** Begin **
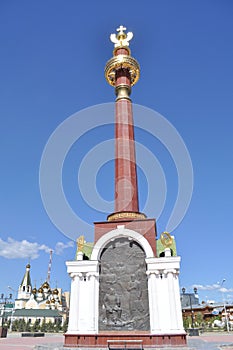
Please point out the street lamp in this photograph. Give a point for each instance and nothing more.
(190, 303)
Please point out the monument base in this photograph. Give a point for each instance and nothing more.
(110, 340)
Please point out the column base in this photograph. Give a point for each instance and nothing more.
(103, 340)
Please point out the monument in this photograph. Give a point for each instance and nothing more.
(125, 291)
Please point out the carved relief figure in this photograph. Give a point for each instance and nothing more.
(112, 306)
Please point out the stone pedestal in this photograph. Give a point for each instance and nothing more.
(89, 324)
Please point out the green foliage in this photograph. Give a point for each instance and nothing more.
(36, 326)
(65, 326)
(43, 327)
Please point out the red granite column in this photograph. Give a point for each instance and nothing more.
(126, 190)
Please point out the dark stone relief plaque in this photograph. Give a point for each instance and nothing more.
(123, 298)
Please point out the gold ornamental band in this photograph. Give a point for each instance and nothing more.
(122, 61)
(126, 215)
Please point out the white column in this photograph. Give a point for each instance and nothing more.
(93, 284)
(177, 301)
(153, 300)
(173, 312)
(83, 317)
(73, 314)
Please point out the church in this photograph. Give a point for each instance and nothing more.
(39, 305)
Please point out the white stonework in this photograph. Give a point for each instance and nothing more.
(84, 296)
(164, 295)
(163, 288)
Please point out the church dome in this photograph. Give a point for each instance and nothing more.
(45, 285)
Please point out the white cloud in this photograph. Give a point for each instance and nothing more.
(61, 246)
(213, 287)
(12, 249)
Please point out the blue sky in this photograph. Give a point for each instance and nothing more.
(52, 65)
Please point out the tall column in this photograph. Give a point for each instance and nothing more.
(122, 71)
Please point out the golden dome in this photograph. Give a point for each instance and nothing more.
(45, 285)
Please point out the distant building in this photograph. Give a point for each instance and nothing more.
(42, 304)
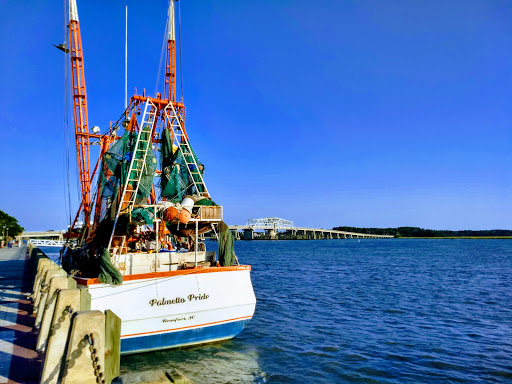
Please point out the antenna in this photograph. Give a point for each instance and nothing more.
(126, 61)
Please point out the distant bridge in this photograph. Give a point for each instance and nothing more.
(272, 225)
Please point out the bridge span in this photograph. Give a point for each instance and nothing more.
(275, 228)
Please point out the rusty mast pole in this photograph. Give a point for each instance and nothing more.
(170, 65)
(80, 110)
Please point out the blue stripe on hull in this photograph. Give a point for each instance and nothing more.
(182, 338)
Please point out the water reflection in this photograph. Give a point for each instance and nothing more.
(225, 362)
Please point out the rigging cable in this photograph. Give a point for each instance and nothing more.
(162, 54)
(179, 37)
(66, 115)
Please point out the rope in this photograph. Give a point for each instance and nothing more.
(179, 38)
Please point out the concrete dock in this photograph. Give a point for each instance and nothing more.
(19, 363)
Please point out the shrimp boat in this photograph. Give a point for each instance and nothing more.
(145, 210)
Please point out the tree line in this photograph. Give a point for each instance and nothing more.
(421, 232)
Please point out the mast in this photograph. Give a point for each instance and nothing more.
(170, 65)
(80, 110)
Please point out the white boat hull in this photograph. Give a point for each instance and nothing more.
(178, 310)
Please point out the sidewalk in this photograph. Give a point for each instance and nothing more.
(19, 362)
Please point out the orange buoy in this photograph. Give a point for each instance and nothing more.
(184, 216)
(171, 213)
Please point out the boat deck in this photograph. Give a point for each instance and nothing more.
(19, 363)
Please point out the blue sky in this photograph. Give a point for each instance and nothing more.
(361, 113)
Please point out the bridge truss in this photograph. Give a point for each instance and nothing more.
(270, 223)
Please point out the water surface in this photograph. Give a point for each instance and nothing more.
(364, 311)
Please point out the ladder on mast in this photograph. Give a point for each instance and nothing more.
(185, 149)
(137, 167)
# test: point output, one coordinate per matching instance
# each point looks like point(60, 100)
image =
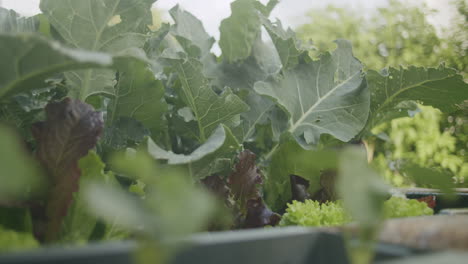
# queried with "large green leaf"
point(193, 38)
point(79, 223)
point(11, 22)
point(240, 30)
point(289, 159)
point(20, 174)
point(87, 24)
point(286, 43)
point(260, 111)
point(211, 157)
point(390, 90)
point(28, 59)
point(209, 109)
point(361, 188)
point(138, 95)
point(325, 96)
point(190, 28)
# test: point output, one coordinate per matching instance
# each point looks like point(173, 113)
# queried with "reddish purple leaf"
point(259, 215)
point(245, 179)
point(327, 191)
point(299, 188)
point(71, 129)
point(217, 186)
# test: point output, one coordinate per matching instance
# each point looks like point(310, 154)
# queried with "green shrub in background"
point(401, 35)
point(395, 35)
point(421, 140)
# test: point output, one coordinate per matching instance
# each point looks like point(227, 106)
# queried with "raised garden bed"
point(274, 246)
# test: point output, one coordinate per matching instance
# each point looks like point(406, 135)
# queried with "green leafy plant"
point(313, 213)
point(92, 78)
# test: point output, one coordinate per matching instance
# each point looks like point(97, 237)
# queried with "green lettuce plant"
point(92, 78)
point(312, 213)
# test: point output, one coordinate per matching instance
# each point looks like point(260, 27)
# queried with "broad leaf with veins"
point(325, 96)
point(36, 58)
point(211, 157)
point(85, 24)
point(239, 31)
point(285, 42)
point(138, 95)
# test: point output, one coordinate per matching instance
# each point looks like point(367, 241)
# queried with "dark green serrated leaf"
point(390, 90)
point(125, 132)
point(239, 31)
point(266, 9)
point(361, 188)
point(190, 28)
point(259, 113)
point(138, 95)
point(87, 24)
point(35, 58)
point(286, 44)
point(79, 224)
point(326, 96)
point(193, 38)
point(209, 109)
point(12, 22)
point(211, 157)
point(292, 159)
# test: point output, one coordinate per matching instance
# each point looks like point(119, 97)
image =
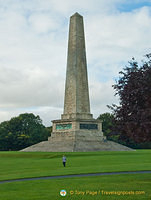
** End **
**DIRECTIVE:** Please collect every line of the listing above that contains the word "boat", matching its case exactly.

**WRITTEN RESPONSE:**
Please point out the shrimp boat in this photograph. Give a point for each instance and nothing more.
Please point out the white boat hull in this photograph. Give a point for each instance and nothing more.
Please point out the boat deck in this photograph. Give a point for each instance and nothing more.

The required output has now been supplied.